Copy the records below word for word, from the first line through the line that contains "sample: <point>369,7</point>", and leave out any pictures.

RECORDS FOR THIS EXERCISE: Begin

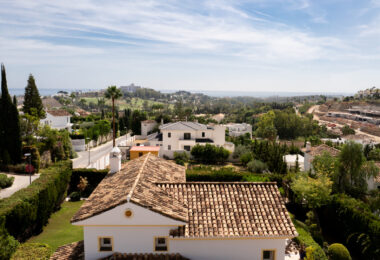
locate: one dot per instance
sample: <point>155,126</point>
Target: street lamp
<point>89,153</point>
<point>30,166</point>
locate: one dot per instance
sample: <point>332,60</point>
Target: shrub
<point>351,221</point>
<point>181,157</point>
<point>6,181</point>
<point>256,166</point>
<point>32,251</point>
<point>338,252</point>
<point>305,238</point>
<point>74,196</point>
<point>246,158</point>
<point>209,154</point>
<point>93,177</point>
<point>28,210</point>
<point>8,244</point>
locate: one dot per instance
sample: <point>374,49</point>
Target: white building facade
<point>57,119</point>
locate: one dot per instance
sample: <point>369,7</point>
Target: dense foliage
<point>28,210</point>
<point>93,177</point>
<point>209,154</point>
<point>10,138</point>
<point>5,181</point>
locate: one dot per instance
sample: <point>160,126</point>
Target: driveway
<point>21,181</point>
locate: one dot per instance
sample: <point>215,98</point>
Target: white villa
<point>239,129</point>
<point>182,136</point>
<point>147,210</point>
<point>57,119</point>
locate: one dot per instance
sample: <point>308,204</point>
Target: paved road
<point>95,153</point>
<point>21,181</point>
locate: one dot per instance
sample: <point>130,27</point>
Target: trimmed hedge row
<point>29,209</point>
<point>93,177</point>
<point>351,222</point>
<point>305,238</point>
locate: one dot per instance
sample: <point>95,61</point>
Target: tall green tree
<point>10,137</point>
<point>113,93</point>
<point>32,98</point>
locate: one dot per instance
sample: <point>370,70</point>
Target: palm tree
<point>113,93</point>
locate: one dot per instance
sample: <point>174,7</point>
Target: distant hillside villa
<point>182,136</point>
<point>57,119</point>
<point>147,210</point>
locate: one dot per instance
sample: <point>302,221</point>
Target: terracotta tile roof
<point>144,148</point>
<point>233,209</point>
<point>136,180</point>
<point>70,251</point>
<point>59,113</point>
<point>320,149</point>
<point>125,256</point>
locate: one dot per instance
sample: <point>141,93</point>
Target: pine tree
<point>10,137</point>
<point>32,99</point>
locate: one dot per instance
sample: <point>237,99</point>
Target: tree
<point>10,137</point>
<point>113,93</point>
<point>32,98</point>
<point>315,192</point>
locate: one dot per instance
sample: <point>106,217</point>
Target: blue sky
<point>258,45</point>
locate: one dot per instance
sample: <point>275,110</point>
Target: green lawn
<point>59,231</point>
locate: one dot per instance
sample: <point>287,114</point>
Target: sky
<point>237,45</point>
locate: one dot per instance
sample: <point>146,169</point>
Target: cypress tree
<point>32,99</point>
<point>10,137</point>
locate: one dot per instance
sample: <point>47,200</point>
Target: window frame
<point>267,249</point>
<point>166,240</point>
<point>100,243</point>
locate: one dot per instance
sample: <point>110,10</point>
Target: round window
<point>128,213</point>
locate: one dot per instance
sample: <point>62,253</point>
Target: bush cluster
<point>28,210</point>
<point>224,174</point>
<point>353,223</point>
<point>6,181</point>
<point>304,238</point>
<point>93,176</point>
<point>209,154</point>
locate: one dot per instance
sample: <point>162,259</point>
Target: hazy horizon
<point>219,45</point>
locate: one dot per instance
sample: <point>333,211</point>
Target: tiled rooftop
<point>136,179</point>
<point>70,251</point>
<point>238,209</point>
<point>219,209</point>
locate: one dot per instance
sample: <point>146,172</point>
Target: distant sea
<point>258,94</point>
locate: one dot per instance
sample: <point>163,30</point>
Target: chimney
<point>308,147</point>
<point>115,160</point>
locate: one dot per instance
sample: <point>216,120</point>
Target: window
<point>160,244</point>
<point>268,255</point>
<point>105,244</point>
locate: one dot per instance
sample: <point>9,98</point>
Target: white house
<point>239,129</point>
<point>57,119</point>
<point>149,208</point>
<point>182,136</point>
<point>147,126</point>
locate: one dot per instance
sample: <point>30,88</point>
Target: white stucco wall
<point>57,122</point>
<point>227,249</point>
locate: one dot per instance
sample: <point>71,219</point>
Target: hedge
<point>304,237</point>
<point>32,251</point>
<point>352,223</point>
<point>93,176</point>
<point>29,209</point>
<point>227,174</point>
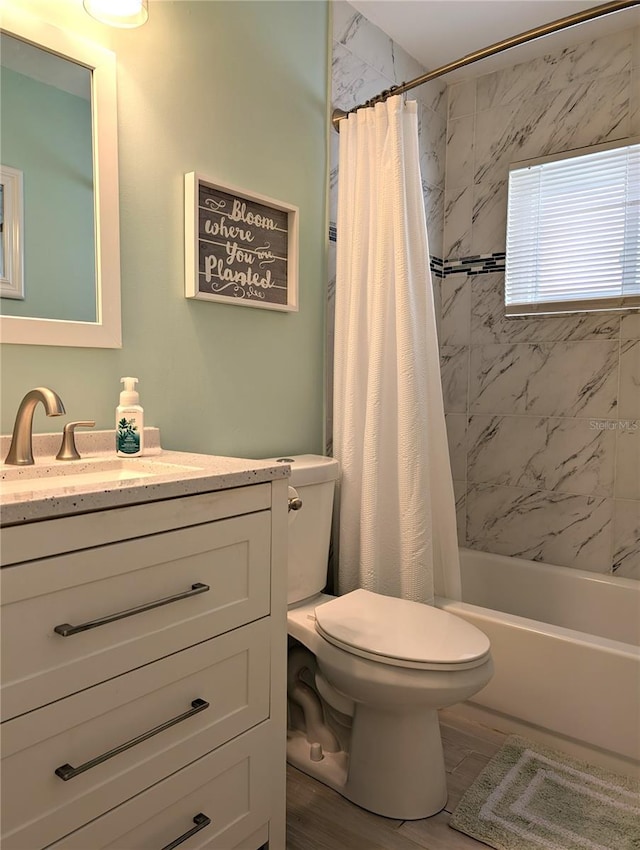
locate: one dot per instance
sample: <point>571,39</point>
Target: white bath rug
<point>530,797</point>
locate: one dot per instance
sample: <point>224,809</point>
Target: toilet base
<point>396,763</point>
<point>331,769</point>
<point>400,776</point>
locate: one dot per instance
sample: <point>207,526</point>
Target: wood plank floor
<point>318,818</point>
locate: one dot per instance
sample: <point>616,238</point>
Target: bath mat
<point>530,797</point>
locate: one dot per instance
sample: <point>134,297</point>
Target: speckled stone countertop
<point>92,485</point>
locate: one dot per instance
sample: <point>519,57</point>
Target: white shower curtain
<point>397,513</point>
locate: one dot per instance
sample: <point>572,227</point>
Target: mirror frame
<point>106,331</point>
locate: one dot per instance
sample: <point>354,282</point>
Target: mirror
<point>59,247</point>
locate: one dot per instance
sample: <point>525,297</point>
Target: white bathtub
<point>565,648</point>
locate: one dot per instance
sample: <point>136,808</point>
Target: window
<point>573,231</point>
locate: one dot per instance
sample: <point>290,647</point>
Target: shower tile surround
<point>543,413</point>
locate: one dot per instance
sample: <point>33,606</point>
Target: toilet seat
<point>401,632</point>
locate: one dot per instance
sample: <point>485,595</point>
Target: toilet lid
<point>401,632</point>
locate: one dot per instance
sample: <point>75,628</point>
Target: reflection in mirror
<point>11,228</point>
<point>58,129</point>
<point>45,115</point>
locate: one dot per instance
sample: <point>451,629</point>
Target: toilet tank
<point>314,479</point>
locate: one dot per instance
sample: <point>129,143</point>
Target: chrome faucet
<point>21,449</point>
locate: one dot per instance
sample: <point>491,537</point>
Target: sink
<point>87,474</point>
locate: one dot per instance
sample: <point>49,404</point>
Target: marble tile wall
<point>543,413</point>
<point>366,62</point>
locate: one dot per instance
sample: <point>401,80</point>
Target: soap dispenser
<point>129,421</point>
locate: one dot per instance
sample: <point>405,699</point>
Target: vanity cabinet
<point>144,675</point>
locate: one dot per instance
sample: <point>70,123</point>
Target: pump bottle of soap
<point>129,421</point>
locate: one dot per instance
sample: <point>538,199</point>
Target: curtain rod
<point>492,50</point>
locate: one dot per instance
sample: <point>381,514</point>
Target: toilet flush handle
<point>295,502</point>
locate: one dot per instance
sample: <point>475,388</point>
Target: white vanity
<point>144,655</point>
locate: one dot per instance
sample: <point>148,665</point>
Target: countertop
<point>194,473</point>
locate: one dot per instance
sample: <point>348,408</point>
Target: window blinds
<point>573,233</point>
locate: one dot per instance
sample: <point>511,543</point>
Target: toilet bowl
<point>367,672</point>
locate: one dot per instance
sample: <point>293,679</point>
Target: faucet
<point>21,449</point>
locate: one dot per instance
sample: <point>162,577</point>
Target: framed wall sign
<point>240,248</point>
<point>11,233</point>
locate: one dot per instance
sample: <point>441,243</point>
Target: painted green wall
<point>58,195</point>
<point>237,91</point>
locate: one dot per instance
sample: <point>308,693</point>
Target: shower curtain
<point>397,530</point>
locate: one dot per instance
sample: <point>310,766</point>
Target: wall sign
<point>240,248</point>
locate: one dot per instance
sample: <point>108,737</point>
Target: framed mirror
<point>60,243</point>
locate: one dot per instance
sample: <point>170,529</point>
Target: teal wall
<point>237,91</point>
<point>57,175</point>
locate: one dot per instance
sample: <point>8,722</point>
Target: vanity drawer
<point>230,786</point>
<point>195,700</point>
<point>230,558</point>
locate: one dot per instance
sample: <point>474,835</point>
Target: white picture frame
<point>12,233</point>
<point>241,248</point>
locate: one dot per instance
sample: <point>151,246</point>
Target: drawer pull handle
<point>66,771</point>
<point>65,629</point>
<point>200,821</point>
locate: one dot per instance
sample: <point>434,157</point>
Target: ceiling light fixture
<point>118,13</point>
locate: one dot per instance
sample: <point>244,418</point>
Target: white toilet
<point>367,673</point>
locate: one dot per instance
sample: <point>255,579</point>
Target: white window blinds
<point>573,232</point>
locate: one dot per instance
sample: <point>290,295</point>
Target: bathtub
<point>565,648</point>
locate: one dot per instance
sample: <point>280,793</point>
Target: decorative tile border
<point>476,264</point>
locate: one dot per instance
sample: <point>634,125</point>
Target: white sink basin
<point>104,473</point>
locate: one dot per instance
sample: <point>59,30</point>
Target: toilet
<point>367,673</point>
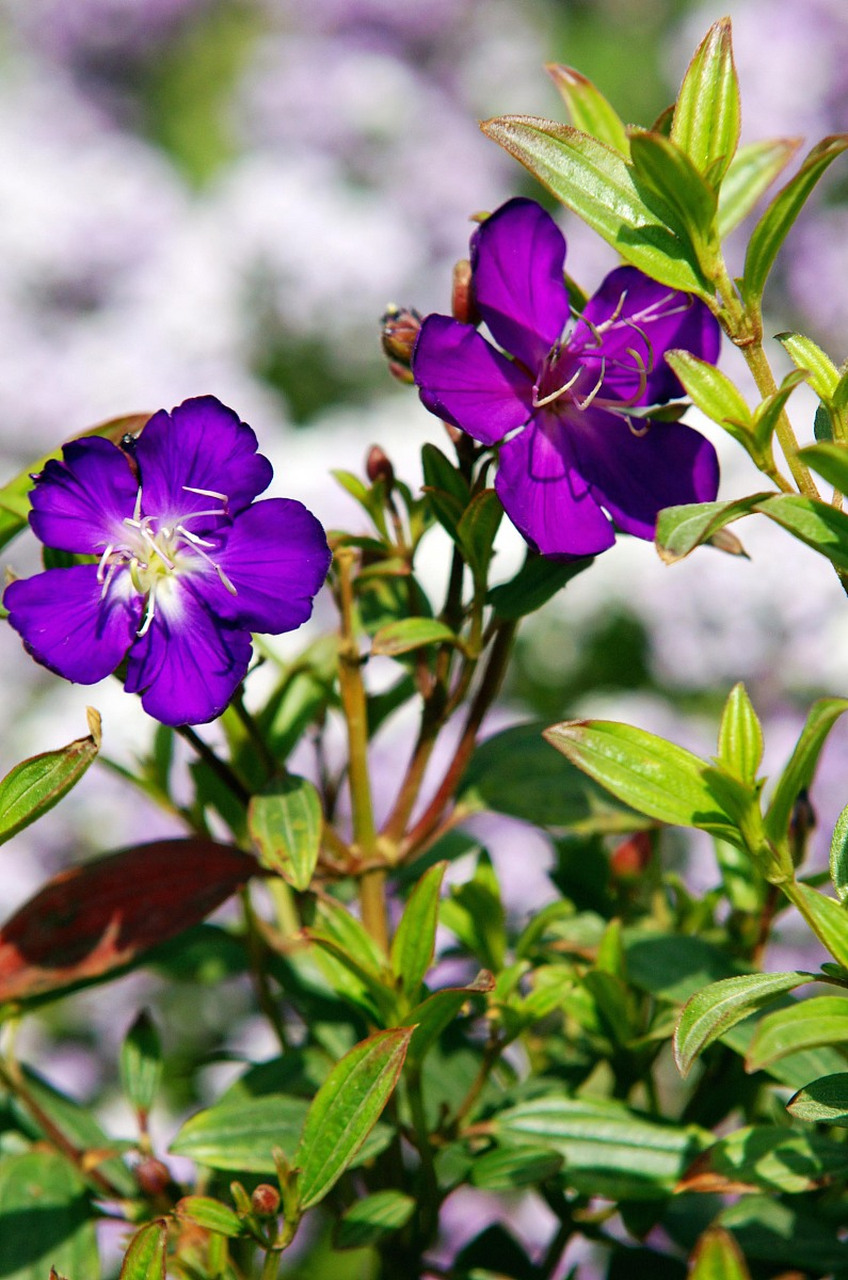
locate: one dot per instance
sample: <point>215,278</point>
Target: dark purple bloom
<point>187,563</point>
<point>570,455</point>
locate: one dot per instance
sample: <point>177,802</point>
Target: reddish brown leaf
<point>106,913</point>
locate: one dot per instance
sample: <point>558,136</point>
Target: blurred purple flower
<point>579,457</point>
<point>185,570</point>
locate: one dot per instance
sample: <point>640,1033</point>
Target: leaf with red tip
<point>106,914</point>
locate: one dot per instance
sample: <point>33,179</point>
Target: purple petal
<point>466,382</point>
<point>628,327</point>
<point>634,476</point>
<point>78,504</point>
<point>186,666</point>
<point>200,444</point>
<point>548,503</point>
<point>516,260</point>
<point>277,558</point>
<point>68,627</point>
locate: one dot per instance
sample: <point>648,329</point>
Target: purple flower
<point>187,563</point>
<point>570,456</point>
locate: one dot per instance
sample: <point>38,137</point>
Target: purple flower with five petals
<point>570,453</point>
<point>187,566</point>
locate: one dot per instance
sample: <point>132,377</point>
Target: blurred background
<point>222,196</point>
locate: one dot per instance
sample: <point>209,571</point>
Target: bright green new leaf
<point>717,1257</point>
<point>346,1109</point>
<point>141,1063</point>
<point>241,1136</point>
<point>409,634</point>
<point>711,391</point>
<point>801,768</point>
<point>805,353</point>
<point>36,785</point>
<point>415,937</point>
<point>670,184</point>
<point>212,1215</point>
<point>145,1258</point>
<point>779,216</point>
<point>595,182</point>
<point>706,115</point>
<point>741,736</point>
<point>372,1219</point>
<point>839,856</point>
<point>715,1009</point>
<point>588,108</point>
<point>286,823</point>
<point>806,1024</point>
<point>824,1101</point>
<point>655,777</point>
<point>755,167</point>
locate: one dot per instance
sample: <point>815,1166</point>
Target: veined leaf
<point>715,1009</point>
<point>588,108</point>
<point>779,216</point>
<point>596,183</point>
<point>706,115</point>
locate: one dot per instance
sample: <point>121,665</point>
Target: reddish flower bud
<point>379,467</point>
<point>399,330</point>
<point>264,1200</point>
<point>153,1176</point>
<point>463,306</point>
<point>632,856</point>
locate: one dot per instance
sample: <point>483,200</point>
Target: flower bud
<point>153,1176</point>
<point>463,306</point>
<point>264,1200</point>
<point>379,467</point>
<point>632,858</point>
<point>399,330</point>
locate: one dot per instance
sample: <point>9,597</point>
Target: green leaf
<point>801,768</point>
<point>507,1168</point>
<point>839,856</point>
<point>715,1009</point>
<point>711,391</point>
<point>415,937</point>
<point>767,1157</point>
<point>779,216</point>
<point>717,1257</point>
<point>755,167</point>
<point>210,1214</point>
<point>741,736</point>
<point>145,1258</point>
<point>825,917</point>
<point>515,772</point>
<point>45,1219</point>
<point>141,1063</point>
<point>345,1110</point>
<point>368,1221</point>
<point>805,353</point>
<point>669,183</point>
<point>36,785</point>
<point>409,634</point>
<point>805,1024</point>
<point>706,115</point>
<point>534,584</point>
<point>609,1148</point>
<point>595,182</point>
<point>475,533</point>
<point>588,108</point>
<point>286,822</point>
<point>824,1101</point>
<point>829,460</point>
<point>655,777</point>
<point>242,1134</point>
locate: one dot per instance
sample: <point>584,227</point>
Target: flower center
<point>155,553</point>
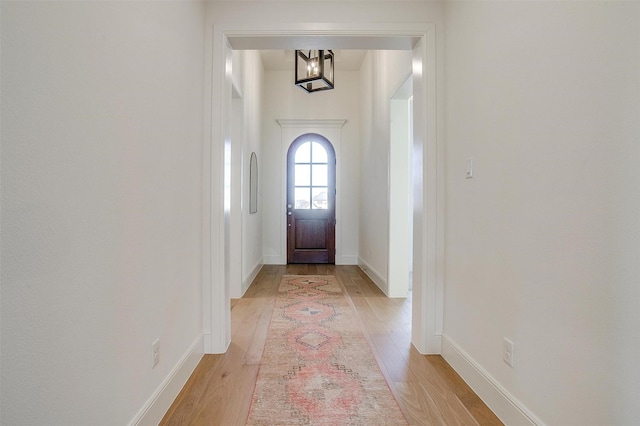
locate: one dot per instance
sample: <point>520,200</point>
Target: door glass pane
<point>319,198</point>
<point>319,153</point>
<point>303,175</point>
<point>320,174</point>
<point>303,153</point>
<point>303,199</point>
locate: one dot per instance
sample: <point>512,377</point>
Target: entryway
<point>311,200</point>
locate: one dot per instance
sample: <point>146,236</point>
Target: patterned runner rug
<point>317,368</point>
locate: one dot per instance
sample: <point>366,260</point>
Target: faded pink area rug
<point>317,368</point>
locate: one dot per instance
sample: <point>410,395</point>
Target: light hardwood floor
<point>428,390</point>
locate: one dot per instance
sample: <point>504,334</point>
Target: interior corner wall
<point>382,73</point>
<point>102,124</point>
<point>283,100</point>
<point>542,243</point>
<point>252,222</point>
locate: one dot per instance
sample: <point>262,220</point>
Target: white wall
<point>101,205</point>
<point>252,223</point>
<point>382,73</point>
<point>542,244</point>
<point>283,100</point>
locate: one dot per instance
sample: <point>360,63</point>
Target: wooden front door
<point>311,200</point>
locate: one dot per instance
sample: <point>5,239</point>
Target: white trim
<point>157,405</point>
<point>346,260</point>
<point>506,406</point>
<point>274,260</point>
<point>324,123</point>
<point>375,276</point>
<point>252,276</point>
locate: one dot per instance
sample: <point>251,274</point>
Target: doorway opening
<point>400,274</point>
<point>311,200</point>
<point>427,171</point>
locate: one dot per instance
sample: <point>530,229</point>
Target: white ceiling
<point>283,60</point>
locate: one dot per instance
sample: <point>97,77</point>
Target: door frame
<point>291,130</point>
<point>428,291</point>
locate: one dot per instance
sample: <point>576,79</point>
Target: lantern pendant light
<point>314,70</point>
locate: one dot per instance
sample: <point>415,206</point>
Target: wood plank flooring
<point>428,390</point>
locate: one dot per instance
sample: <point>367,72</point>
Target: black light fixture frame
<point>324,79</point>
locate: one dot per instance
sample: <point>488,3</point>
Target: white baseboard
<point>158,404</point>
<point>374,275</point>
<point>274,260</point>
<point>252,276</point>
<point>508,408</point>
<point>346,260</point>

RECORDS FOR THIS EXERCISE: End

* WRITTEN ANSWER:
locate: one dot per instance
sample: <point>155,126</point>
Target: street lamp
<point>89,153</point>
<point>30,166</point>
locate: one dot per instance
sample: <point>332,60</point>
Target: shrub
<point>351,221</point>
<point>181,157</point>
<point>6,181</point>
<point>256,166</point>
<point>32,251</point>
<point>338,252</point>
<point>305,238</point>
<point>74,196</point>
<point>246,158</point>
<point>209,154</point>
<point>93,177</point>
<point>28,210</point>
<point>8,244</point>
locate: one dot per instance
sample: <point>374,49</point>
Target: white building facade
<point>57,119</point>
locate: one dot per instance
sample: <point>369,7</point>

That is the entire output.